═════ Texte du document

Un sens inné de la composition accrocheuse. C'est une composante qui paraît toute simple aux premiers abords, mais arriver à doser les ingrédients avec assez de justesse pour obtenir un mélange assez savoureux sans devenir indigeste n'est pas à la portée de tout le monde. Assurément, bien des cuisiniers peinent ainsi à s'offrir une crédibilité en échouant dans un exercice qui est pourtant crucial. Après tout, quoi de pire que de servir une galette fade, sans goût, sans rien d'excitant ? Même les plats aux saveurs les plus infectes marquent davantage la mémoire que ceux-ci, c'est pour dire ! Hors, les japonaises sont de véritables petits cordons bleus. Elles ont le secret de l'assaisonnement, et, grâce à cette expérience, mijotent des amuses-bouches qui font envie. C'est, justement, à ces petites touches simples, mais tellement inventives, que l'on peut séparer le bon grain de l'ivraie. Quelle est la recette miracle de Cyntia, qui donne un arôme si attirant que l'on souhaite y goûter à chaque fois avec plus de plaisir ?

══════════

Problème à résoudre> Rédigez la suite du texte sur la composition accrocheuse de Cyntia, en reprenant après sa dernière phrase. Les enregistrements qui suivent proviennent d'une autre source.

═════ Enregistrements fournis

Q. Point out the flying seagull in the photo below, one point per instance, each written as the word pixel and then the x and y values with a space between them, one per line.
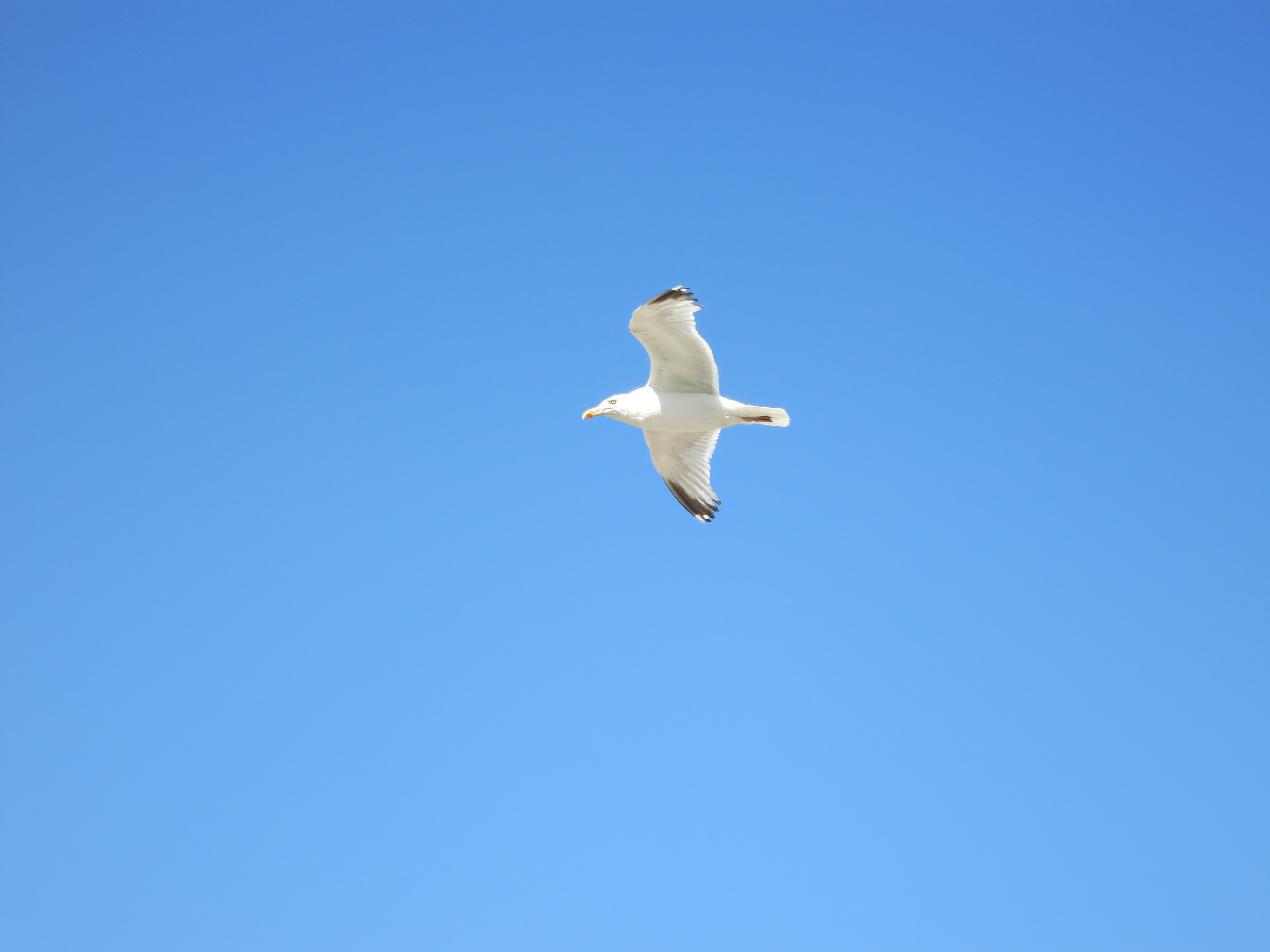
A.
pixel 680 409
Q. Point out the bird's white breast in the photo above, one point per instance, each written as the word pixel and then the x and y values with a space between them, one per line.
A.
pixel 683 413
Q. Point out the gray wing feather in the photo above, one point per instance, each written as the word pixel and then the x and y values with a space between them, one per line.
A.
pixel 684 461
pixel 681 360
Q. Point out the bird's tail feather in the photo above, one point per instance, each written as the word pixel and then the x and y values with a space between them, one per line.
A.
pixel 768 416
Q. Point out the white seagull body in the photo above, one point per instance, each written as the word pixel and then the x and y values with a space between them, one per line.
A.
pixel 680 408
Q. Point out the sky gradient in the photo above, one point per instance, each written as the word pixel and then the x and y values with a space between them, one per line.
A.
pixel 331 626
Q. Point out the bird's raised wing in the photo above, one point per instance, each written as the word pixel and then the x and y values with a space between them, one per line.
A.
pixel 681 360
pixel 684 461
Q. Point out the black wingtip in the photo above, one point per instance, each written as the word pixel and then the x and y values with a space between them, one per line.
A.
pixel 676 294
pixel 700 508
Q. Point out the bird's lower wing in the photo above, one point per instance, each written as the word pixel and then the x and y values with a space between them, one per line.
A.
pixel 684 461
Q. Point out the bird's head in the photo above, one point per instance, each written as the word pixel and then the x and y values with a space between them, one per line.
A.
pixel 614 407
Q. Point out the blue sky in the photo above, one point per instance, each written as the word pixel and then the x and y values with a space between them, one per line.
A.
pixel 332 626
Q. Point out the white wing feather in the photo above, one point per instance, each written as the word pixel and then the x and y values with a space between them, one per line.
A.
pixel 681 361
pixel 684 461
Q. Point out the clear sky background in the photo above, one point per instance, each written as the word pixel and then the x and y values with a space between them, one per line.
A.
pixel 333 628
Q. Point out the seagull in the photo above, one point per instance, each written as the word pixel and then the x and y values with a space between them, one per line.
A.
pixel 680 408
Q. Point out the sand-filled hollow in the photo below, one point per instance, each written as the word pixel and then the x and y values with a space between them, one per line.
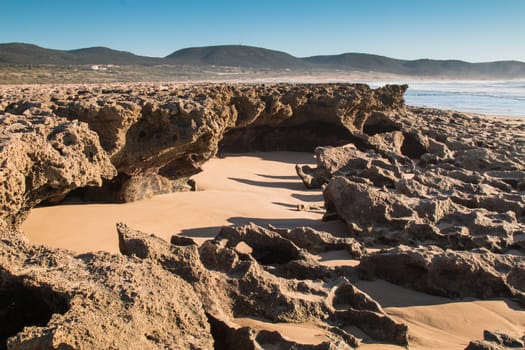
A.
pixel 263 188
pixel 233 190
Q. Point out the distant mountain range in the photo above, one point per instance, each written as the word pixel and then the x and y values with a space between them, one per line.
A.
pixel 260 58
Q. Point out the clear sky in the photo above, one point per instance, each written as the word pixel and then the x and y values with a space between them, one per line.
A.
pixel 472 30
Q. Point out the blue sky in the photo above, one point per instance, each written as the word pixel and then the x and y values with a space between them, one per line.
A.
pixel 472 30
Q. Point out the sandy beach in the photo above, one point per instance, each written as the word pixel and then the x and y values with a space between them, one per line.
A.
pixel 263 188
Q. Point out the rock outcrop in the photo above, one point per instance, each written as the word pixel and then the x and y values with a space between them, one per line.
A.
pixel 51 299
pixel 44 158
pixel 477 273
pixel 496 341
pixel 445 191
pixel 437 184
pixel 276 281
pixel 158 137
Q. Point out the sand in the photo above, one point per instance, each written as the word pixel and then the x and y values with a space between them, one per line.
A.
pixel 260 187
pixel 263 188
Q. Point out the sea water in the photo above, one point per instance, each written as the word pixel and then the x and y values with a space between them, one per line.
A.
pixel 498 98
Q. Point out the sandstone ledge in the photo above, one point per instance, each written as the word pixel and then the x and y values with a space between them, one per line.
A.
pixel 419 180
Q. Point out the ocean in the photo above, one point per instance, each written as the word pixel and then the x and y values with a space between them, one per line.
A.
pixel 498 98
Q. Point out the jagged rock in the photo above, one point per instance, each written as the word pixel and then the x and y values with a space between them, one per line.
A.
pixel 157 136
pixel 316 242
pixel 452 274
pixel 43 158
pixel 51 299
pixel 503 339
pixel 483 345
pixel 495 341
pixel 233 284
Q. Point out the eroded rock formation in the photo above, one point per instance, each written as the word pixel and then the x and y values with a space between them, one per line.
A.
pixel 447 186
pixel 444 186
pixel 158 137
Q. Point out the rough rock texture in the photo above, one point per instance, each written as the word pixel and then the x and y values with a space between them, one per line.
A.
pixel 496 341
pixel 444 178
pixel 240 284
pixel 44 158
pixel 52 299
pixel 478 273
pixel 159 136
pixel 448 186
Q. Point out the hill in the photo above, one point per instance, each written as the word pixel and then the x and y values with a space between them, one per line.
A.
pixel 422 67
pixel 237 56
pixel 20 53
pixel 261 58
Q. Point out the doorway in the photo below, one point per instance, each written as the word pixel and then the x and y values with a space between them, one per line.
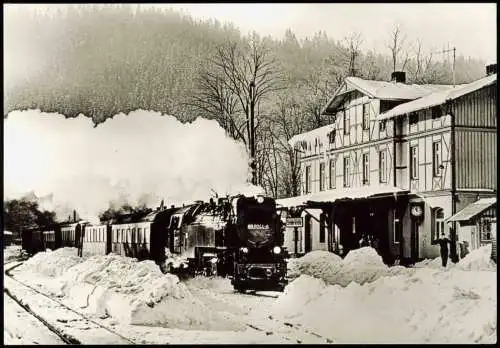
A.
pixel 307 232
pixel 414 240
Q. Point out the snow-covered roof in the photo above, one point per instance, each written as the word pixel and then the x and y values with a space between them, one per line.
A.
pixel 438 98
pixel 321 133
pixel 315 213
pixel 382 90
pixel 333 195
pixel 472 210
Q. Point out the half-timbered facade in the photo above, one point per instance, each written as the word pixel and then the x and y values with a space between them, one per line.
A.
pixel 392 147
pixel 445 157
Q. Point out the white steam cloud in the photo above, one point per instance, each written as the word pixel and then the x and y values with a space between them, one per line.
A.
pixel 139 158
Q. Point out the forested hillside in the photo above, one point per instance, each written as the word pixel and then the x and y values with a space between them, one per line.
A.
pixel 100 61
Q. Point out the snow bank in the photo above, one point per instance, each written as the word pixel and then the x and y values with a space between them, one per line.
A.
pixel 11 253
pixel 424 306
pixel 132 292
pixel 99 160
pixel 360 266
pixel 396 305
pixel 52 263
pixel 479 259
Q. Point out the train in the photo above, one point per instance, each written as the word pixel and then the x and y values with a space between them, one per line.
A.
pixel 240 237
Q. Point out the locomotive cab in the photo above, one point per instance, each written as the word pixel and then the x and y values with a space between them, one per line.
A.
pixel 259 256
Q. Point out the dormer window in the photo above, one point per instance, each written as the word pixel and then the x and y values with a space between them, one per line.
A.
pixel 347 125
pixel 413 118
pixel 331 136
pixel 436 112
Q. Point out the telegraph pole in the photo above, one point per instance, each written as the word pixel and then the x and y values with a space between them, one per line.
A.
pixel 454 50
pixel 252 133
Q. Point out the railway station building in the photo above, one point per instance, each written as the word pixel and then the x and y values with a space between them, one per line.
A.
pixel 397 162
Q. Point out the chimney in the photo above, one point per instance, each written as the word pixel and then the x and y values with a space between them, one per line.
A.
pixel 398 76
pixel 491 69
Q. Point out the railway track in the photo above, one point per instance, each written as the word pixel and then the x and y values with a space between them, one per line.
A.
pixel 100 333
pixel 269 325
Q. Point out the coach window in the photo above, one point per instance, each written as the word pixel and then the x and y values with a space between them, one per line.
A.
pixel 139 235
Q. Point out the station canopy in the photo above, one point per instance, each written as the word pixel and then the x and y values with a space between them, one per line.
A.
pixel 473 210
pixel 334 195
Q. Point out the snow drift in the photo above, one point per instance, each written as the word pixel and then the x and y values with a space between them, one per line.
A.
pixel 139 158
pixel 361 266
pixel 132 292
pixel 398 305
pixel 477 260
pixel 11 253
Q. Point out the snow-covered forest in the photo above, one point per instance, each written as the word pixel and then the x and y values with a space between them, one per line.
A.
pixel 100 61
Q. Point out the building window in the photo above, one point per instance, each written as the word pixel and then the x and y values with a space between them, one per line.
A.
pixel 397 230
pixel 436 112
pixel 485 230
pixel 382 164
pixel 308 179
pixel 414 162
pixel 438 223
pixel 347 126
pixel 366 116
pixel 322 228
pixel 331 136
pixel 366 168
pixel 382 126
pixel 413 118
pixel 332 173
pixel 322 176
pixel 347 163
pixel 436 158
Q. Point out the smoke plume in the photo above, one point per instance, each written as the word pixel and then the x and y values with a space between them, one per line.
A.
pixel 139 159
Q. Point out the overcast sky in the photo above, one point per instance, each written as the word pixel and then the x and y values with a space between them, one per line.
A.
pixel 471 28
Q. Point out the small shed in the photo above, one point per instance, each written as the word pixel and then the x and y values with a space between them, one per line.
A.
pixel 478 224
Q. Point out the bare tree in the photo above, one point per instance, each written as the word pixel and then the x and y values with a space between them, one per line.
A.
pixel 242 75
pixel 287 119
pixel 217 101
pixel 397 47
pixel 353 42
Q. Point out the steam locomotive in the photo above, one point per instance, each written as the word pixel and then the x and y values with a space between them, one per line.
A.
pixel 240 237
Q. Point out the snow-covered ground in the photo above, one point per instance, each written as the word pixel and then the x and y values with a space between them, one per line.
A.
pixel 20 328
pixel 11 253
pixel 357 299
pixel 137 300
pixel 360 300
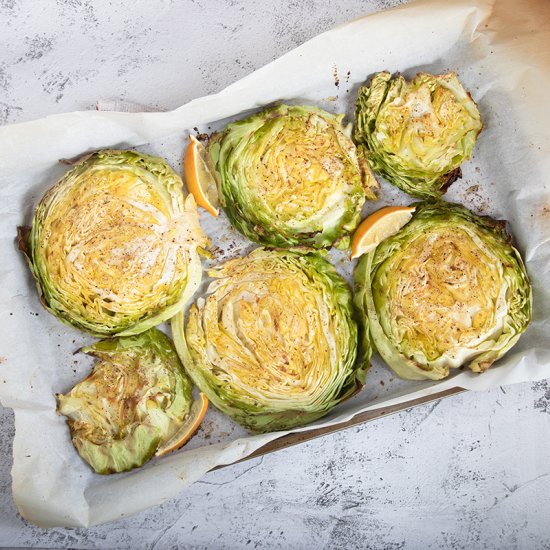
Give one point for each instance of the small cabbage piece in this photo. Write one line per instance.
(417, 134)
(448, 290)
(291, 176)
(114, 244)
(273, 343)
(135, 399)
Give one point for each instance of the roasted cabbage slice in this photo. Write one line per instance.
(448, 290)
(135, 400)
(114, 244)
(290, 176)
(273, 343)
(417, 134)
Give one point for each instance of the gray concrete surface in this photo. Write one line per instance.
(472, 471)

══════════

Résultat>
Sans doute cette cohésion qui offre cette texture ferme aux compositions.
Pas une seule fois, on ne va s'ennuyer avec Limit Break. L'enrobage est crémeux, doux, et à la fois très épicé, ce qui surprend au premier abord. Ces cuisinières nous font des mélanges sucré-salé auquel on y rajoute un peu de piquant. Le power metal des nippones est souvent composé d'un même atout qui détonne en bouche : celui-ci se nomme refrain percutant. Les pistes restent en tête grâce à la puissance de ces pierres angulaires, toutes mieux préparées les unes que les autres. Dès « Senkou Strings », on sait que l'opus nous réservera de très bonnes surprises. Ce titre est un très bon exemple pour savoir ce qui nous attend. Section rythmique carrée, énergie débordante, mélodie imparable, et, bien sûr, point d'orgue parfait.
Sans doute cette voix si généreuse.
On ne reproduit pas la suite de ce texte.